**Ausgangstext**

Unterabschnitt 3 Gewährleistung der medizinischen Betreuung durch den Reeder

§ 107 Medizinische Räumlichkeiten und medizinische Ausstattung



(1) 1Der Reeder hat dafür zu sorgen, dass das Schiff mit den für eine ausreichende medizinische Betreuung der Personen an Bord erforderlichen Räumlichkeiten (medizinische Räumlichkeiten) versehen ist. 2Zu den medizinischen Räumlichkeiten gehören

1.
die Kranken-, Behandlungs- und Eingriffsräume,

2.
die Einrichtung dieser Räume, insbesondere der Apothekenschrank, sanitäre Einrichtungen und Kommunikationseinrichtungen sowie Beleuchtung und Belüftung.

3Der Reeder hat dafür zu sorgen, dass die medizinischen Räumlichkeiten in ständig einsatzbereitem Zustand gehalten werden.

(2) 1Der Reeder hat dafür zu sorgen, dass nach Maßgabe der Sätze 2 und 3 das Schiff sowie die zum Schiff gehörenden Überlebensfahrzeuge und Bereitschaftsboote mit einer angemessenen medizinischen Ausstattung versehen sind, die die Anforderungen des jeweiligen Schiffstyps, des Einsatzzweckes und des Fahrtgebietes sowie die Art, die Dauer, das Ziel der Reisen und die Anzahl der Personen an Bord berücksichtigt. 2Zu der medizinischen Ausstattung gehören insbesondere

1.
die in der Schiffsapotheke, in Arzneikisten oder in Sanitätskästen aufbewahrten Arzneimittel, Medizinprodukte, Hilfsmittel und sonstige medizinische Ausrüstung,

2.

**Gezeigtes Material**
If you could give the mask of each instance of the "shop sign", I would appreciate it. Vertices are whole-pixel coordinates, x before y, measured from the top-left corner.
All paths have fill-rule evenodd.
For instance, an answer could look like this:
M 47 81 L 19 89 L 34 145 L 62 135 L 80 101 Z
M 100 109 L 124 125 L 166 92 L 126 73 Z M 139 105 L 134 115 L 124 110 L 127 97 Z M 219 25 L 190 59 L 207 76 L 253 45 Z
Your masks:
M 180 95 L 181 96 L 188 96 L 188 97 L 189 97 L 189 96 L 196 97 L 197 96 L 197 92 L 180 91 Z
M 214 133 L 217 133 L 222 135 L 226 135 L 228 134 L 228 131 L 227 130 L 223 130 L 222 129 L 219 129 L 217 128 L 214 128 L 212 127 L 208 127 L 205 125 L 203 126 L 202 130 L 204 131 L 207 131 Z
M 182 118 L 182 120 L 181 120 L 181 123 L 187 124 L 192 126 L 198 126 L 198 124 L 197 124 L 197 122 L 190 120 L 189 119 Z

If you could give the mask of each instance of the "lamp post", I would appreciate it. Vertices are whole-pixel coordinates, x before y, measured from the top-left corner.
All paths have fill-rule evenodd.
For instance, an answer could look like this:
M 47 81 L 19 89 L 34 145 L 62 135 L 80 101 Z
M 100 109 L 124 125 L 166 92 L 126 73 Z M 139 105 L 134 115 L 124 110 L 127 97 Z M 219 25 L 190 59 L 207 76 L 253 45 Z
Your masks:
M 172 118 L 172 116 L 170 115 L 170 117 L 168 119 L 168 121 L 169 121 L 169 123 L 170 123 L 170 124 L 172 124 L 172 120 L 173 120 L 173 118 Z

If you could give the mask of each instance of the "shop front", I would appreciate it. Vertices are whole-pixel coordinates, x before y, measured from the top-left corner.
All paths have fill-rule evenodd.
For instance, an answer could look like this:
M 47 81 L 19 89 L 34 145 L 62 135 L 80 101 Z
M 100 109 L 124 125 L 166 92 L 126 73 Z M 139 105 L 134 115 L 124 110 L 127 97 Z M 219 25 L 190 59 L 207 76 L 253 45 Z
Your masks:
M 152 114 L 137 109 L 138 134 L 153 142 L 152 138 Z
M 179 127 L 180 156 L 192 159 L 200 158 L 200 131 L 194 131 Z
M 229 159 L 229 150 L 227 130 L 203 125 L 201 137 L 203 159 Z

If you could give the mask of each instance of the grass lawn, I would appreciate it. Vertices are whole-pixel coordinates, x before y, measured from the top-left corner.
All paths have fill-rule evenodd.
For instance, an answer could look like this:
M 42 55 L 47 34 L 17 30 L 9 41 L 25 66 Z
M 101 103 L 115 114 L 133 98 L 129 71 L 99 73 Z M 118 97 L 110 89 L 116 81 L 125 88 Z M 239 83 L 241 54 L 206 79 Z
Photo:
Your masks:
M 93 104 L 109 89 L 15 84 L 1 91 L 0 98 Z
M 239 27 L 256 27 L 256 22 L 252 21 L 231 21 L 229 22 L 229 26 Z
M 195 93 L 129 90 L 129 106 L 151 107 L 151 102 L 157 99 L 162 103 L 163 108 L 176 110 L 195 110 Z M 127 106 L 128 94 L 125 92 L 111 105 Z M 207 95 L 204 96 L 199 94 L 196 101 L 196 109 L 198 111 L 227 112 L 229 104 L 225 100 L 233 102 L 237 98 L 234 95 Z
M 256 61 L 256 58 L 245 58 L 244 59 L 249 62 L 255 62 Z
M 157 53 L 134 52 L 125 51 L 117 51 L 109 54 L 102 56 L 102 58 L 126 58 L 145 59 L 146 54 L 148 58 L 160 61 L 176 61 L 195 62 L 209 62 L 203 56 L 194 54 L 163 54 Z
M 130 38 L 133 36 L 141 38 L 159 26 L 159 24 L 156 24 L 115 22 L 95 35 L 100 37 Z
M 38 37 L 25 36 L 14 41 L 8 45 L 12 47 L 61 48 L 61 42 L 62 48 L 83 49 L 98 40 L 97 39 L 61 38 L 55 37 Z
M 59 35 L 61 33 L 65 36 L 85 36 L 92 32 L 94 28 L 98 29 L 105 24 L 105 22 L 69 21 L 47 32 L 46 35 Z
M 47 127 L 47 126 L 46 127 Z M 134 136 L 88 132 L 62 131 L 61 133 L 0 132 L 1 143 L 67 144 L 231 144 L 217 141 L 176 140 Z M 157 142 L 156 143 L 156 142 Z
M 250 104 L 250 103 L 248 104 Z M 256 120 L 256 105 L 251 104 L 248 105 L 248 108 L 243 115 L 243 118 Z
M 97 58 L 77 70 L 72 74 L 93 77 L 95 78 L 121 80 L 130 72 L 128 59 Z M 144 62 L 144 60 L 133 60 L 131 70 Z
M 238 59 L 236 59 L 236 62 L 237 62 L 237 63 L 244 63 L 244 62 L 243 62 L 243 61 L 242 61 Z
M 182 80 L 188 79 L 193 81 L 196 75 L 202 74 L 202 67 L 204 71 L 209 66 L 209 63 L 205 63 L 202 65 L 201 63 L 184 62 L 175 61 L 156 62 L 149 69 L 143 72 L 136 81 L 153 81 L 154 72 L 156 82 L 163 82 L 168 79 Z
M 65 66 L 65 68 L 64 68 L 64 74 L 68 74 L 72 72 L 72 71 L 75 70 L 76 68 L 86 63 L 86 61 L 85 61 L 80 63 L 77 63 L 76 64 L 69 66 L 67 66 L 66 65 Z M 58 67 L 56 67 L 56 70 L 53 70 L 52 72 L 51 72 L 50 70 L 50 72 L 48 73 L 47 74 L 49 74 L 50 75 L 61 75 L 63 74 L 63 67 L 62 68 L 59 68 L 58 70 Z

**Aufgabenliste**
• a. In welchem Zustand muss der Reeder laut dem Gesetzestext zur medizinischen Betreuung an Bord die medizinischen Räumlichkeiten halten?
• b. Schreiben Sie den Gesetzestext zur medizinischen Betreuung an Bord weiter, beginnend mit dem Inhalt von Nummer 2 in Absatz 2.

**Lösungen**
• a. In ständig einsatzbereitem Zustand.

• b.
die notwendigen Unterlagen für die täglichen oder anlassbezogenen Aufzeichnungen über die Behandlungen und die Verwendung der Schiffsapotheke und der sonstigen medizinischen Ausrüstung, insbesondere Tagebücher und ärztliche Berichtsformulare, und

3.
die benötigten medizinischen Anleitungen.

3Die medizinische Ausstattung muss hinsichtlich ihres Inhaltes, ihrer Aufbewahrung, ihrer Kennzeichnung und ihrer Anwendung, einschließlich der Aufzeichnungsmöglichkeiten, geeignet sein, den Schutz der Gesundheit der Personen an Bord und deren unverzügliche angemessene medizinische Behandlung und Versorgung an Bord zu gewährleisten. 4Entspricht die medizinische Ausstattung dem im Verkehrsblatt oder im Bundesanzeiger jeweils zuletzt bekannt gemachten Stand der medizinischen Anforderungen in der Seeschifffahrt (Stand der medizinischen Erkenntnisse), genügt die medizinische Ausstattung den Anforderungen des Satzes 3.




§ 108 Ausschuss für medizinische Ausstattung in der Seeschifffahrt



(1) 1Das Bundesministerium für Digitales und Verkehr errichtet einen Ausschuss für medizinische Ausstattung in der Seeschifffahrt (Ausschuss). 2Dem Ausschuss obliegt es,

1.
Entwicklungen im Bereich der medizinischen Ausstattung fortlaufend zu verfolgen,

2.
den Stand der medizinischen Erkenntnisse zu ermitteln und festzustellen,

3.
Empfehlungen zur Einrichtung der medizinischen Räumlichkeiten zu geben.

3Bei der Feststellung des Standes der medizinischen Erkenntnisse sind insbesondere der jeweilige Schiffstyp, die Anzahl der Personen an Bord, der Einsatzzweck, das Fahrtgebiet, die Art, die Dauer und das Ziel der Reisen sowie einschlägige national und international empfohlene ärztliche Normen zu berücksichtigen.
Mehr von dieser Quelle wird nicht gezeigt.